ЗАДАНИЕ A: Проверьте по тексту об Ахматовой ниже, верны ли утверждения (i), (ii) и (iii). На каждое ответьте «да» или «нет» и приведите решающие слова текста точной цитатой: (i) автор считает манеру письма главным признаком для оценки творчества; (ii) по словам автора, Ахматова избегает громких слов; (iii) автор называет Некрасова великим и могучим поэтом.

ТЕКСТ ДЛЯ ЧТЕНИЯ:
··········
Кто не помнит его последней строфы:
По существу, это та же «перчатка». Он, этот постоянный «он» ахматовских стихотворных диалогов, мог бы разразиться длинным монологом. Но он роняет одну только презрительную, усталую, механически-заботливую фразу: «не стой на ветру», — и подчеркивает ею безнадежность положения с такой резкостью, которая всякое дальнейшее лирическое многословье исключает.
Можно было бы привести сотни таких примеров. Ахматова — великий мастер по части того «стеклышка», о котором в чеховской «Чайке» говорит Тригорин, как о необходимой для описания лунной ночи мелочи. Она как будто только о мелочах и говорит. Она избегает громких или слишком поэтических слов, она любит прозаизм… Но и нервной утонченной барышне, и влюбившейся вопреки ленинизму комсомолке кажется, что эти стихи написаны о них и для них, и что более правдивых, горьких и точных слов никем не было найдено.
Когда-то, уже в годы революции, Ахматова с холодноватым, чуть-чуть жестоким удивлением рассказывала:
— Ходят ко мне все какие-то девицы, плачут и спрашивают, как им быть… Ну что я им могу сказать?
Действительно, что сказать? Все сказано в стихах.
* * *
Никогда манера письма не была и не будет решающим признаком для оценки чьего-нибудь творчества.
Пора на этот счет перестать обольщаться. История литературы полна рассказов о школах и направлениях, которые сменяли друг друга и декретировали, как надо писать, как писать не надо… И что же? Все обратилось в прах. Манера сама по себе ничего не значит. Уцелело во времени только то, что оживлено и согрето изнутри личным огнем, иногда в согласии с господствующими в данные годы теориями, иногда — вопреки им. Бессмертье только этой ценой покупается. Можно писать лаконично, можно писать многословно, — и в одинаковой мере быть настоящим поэтом или ничтожеством.
Ценность ахматовской «перчатки», с такой точки зрения, не Бог весть как велика. Разумеется, это был новый метод… Но и только метод. Он мог подхлестнуть в предвоенную эпоху поэтический пыл той или иной литературной группы, но он не спас бы Ахматову от забвения, если бы за ним не было всего лирического содержания ее творчества.
Это содержание трудно определить. Чуковский заметил однажды: «влюбленная монахиня» — не без пошловатости, как и все, впрочем, что делает этот даровито-пошловатый человек. Ахматова за «влюбленную монахиню» не ответственна. Ей трудно дать характеристику, потому что она, как и многие поэты, глубже и больше, нежели дословный текст ее стихов; таков у нас, прежде всего, Некрасов — великий и могучий поэт, как бы промычавший свои «песни» и не нашедший для них слов, достойных напева.
Ахматова в своем тексте не только женщина, но и «дама»: умная, душевно-сложная, избалованная, своевольная, гордая, одним словом, типичная петербургская декадентка начала века, мечтательная и опустошенная… Беру, конечно, текст вне ритма, лишь в смысловом его значении.
··········
ИСХОДНЫЕ ЗАПИСИ:
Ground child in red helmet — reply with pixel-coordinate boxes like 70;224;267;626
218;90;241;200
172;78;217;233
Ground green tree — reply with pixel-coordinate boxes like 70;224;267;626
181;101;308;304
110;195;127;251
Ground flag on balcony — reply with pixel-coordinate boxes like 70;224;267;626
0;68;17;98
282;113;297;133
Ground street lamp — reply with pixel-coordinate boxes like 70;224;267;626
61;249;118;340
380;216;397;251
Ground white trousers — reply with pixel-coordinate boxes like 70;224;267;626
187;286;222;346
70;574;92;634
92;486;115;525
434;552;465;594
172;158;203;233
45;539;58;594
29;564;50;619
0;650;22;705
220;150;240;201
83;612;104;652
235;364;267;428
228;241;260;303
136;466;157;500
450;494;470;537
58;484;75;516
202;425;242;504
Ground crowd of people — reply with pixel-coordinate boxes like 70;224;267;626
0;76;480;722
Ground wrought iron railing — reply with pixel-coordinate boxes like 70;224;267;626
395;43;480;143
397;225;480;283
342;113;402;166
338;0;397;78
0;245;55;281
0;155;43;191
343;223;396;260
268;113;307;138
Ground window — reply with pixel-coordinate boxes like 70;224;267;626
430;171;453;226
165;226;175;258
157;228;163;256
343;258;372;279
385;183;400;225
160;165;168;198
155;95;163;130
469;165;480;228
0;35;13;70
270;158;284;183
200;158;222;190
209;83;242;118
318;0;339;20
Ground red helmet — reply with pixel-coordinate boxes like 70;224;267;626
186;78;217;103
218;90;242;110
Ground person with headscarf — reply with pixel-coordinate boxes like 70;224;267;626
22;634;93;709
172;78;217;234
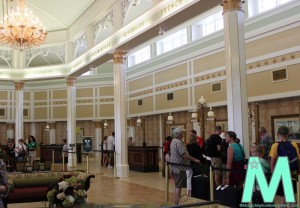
··········
ЗАДАНИЕ B: Возьмите записи от строки с «Ground person with» до самого конца записей, поменяйте в них «headscarf» на «hat» и выпишите эти строки заново, больше ничего не меняя. Картинки в ответ не включайте.

ОЖИДАЕМЫЙ ОТВЕТ A:
(i) Нет: «Никогда манера письма не была и не будет решающим признаком для оценки чьего-нибудь творчества».
(ii) Да: «Она избегает громких или слишком поэтических слов».
(iii) Да: «Некрасов — великий и могучий поэт».

ОЖИДАЕМЫЙ ОТВЕТ B:
Ground person with hat — reply with pixel-coordinate boxes like 70;224;267;626
22;634;93;709
172;78;217;234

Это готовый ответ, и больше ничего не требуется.